*AUFGABEN*.
A) Schreib den Teil des Artikels über die Stadtentwicklung im Nürnberger Norden neu, der mit „29.4.2021, 07:06 UhrWilhelm“ anfängt und mit „Bauernverband getragen wird.“ aufhört. Setz dabei „Banner“ an die Stelle von „Plakat“.
B) Welche Dinge gibt es laut dem Plakat im Artikel über den Nürnberger Norden schon genug? Nenn alle.
C) Schreib den Artikel über die Stadtentwicklung im Norden Nürnbergs nach seinem letzten Satz weiter.

══ TEXTABSCHNITT

"Mit uns redet ja keiner": Wie geht es im Norden Nürnbergs mit der Stadtentwicklung weiter?
29.4.2021, 07:06 UhrWilhelm Schuh steht vor einem Plakat in der Größe einer Werbetafel. "Für den Bestand stadtnaher Landwirtschaft und Natur. Flächenfraß, Emission und Verkehr haben wir genug", steht dort zu lesen. Eine Ecke ist leicht abgeknickt, die muss er wieder festzurren. Schuh ist der Gründer der Intiative "Stoppt die SEM Marienberg", die federführend vom Bauernverband getragen wird.
Das überparteiliche Bündnis hat auf Facebook gut 250 Fans, die alles verfolgen, was Schuh dort postet. Der Zuspruch aber sei nicht mehr so gewaltig. Einige hätten ihren Widerstand schließlich aufgegeben und haben dann doch ihre Flächen an die Stadt verkauft, sagt Schuh. "Diese Gruppe hat kein Interesse mehr."

════
══ VORLIEGENDE EINTRÄGE

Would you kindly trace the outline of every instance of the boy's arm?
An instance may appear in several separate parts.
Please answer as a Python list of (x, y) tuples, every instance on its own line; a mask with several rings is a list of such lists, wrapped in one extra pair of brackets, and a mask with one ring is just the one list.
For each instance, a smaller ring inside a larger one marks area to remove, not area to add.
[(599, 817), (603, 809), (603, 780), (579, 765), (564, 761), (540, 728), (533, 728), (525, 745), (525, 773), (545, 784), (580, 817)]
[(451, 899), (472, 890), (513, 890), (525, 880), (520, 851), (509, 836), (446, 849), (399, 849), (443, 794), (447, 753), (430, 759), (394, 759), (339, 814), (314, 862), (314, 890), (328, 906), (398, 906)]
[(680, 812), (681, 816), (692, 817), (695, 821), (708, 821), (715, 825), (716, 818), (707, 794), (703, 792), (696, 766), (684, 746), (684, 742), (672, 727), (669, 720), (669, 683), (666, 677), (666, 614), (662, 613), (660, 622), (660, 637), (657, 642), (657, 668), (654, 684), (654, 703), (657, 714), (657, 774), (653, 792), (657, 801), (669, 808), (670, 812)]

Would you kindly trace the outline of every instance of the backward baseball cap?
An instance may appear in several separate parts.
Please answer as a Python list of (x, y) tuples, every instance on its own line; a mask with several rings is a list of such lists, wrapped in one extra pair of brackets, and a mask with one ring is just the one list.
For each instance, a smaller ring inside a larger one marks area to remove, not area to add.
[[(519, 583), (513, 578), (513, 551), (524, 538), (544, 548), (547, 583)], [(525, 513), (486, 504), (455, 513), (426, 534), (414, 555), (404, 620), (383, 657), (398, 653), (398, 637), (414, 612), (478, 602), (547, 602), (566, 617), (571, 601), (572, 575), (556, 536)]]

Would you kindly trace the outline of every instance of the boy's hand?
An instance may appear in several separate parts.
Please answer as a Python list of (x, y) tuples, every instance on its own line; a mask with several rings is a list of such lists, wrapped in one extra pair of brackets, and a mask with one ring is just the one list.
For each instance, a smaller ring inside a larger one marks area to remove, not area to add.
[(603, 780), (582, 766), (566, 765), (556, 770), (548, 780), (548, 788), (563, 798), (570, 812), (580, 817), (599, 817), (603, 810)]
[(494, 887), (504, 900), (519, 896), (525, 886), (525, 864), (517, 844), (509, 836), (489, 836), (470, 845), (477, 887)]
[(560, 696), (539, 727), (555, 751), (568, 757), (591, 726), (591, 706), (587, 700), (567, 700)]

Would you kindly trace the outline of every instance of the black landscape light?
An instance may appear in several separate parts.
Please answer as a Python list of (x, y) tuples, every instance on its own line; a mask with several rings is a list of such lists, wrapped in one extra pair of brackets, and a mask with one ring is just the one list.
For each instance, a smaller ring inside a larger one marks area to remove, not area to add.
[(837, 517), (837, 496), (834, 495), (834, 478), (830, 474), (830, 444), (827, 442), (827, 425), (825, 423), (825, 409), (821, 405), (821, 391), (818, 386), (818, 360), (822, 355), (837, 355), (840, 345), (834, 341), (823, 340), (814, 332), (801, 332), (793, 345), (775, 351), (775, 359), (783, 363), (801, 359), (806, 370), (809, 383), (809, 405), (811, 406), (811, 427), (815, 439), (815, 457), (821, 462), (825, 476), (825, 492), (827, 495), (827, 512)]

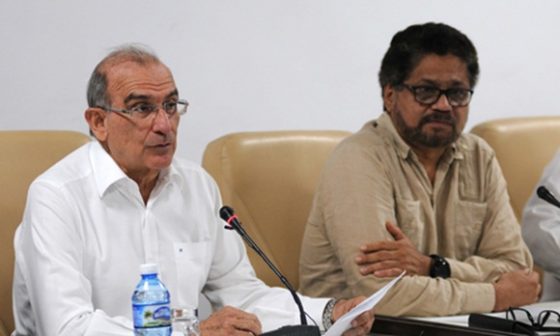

════

*LÖSUNGEN*.
A)
29.4.2021, 07:06 UhrWilhelm Schuh steht vor einem Banner in der Größe einer Werbetafel. "Für den Bestand stadtnaher Landwirtschaft und Natur. Flächenfraß, Emission und Verkehr haben wir genug", steht dort zu lesen. Eine Ecke ist leicht abgeknickt, die muss er wieder festzurren. Schuh ist der Gründer der Intiative "Stoppt die SEM Marienberg", die federführend vom Bauernverband getragen wird.

B) Flächenfraß, Emission, Verkehr

C)
Ein Flickenteppich
Von der Flughafenstraße Richtung Albrecht-Dürer-Airport geht es nach rechts in einen Feldweg. Hier beginnt das strittige Areal, das eine Gesamtfläche von 61 Hektar – zum Vergleich: das entspricht der Größe von neun Fußballfeldern – ausweist. Brachflächen, Wiesen, Ackerbau, Pferdekoppeln. Homogen ist hier nichts. Viele einzelne, größtenteils handtuchförmig, abgegrenzte Parzellen zerstückeln das Gesamtbild zusätzlich.
Unberührt ist die Natur hier bisweilen nur oberflächlich, denn unter einem Wiesenstück etwa liegt ein Leerrohr für eine mögliche U-Bahn-Erweiterung ("Marienberg"). Ein weiter hinter liegender Betonbau wird gerade routinemäßig von Mitarbeitern der VAG in Augenschein genommen – der Notausstieg auf der Strecke zwischen Ziegelstein und Flughafen. Während der U-Bahn-Ausbau wegen einer zu geringen Bevölkerungsdichte an dieser Stelle als gestrichen gilt, warten Landwirte, Grundstückseigentümer und die Mitglieder und Betreiber der angesiedelten Reitvereine auf ein Signal.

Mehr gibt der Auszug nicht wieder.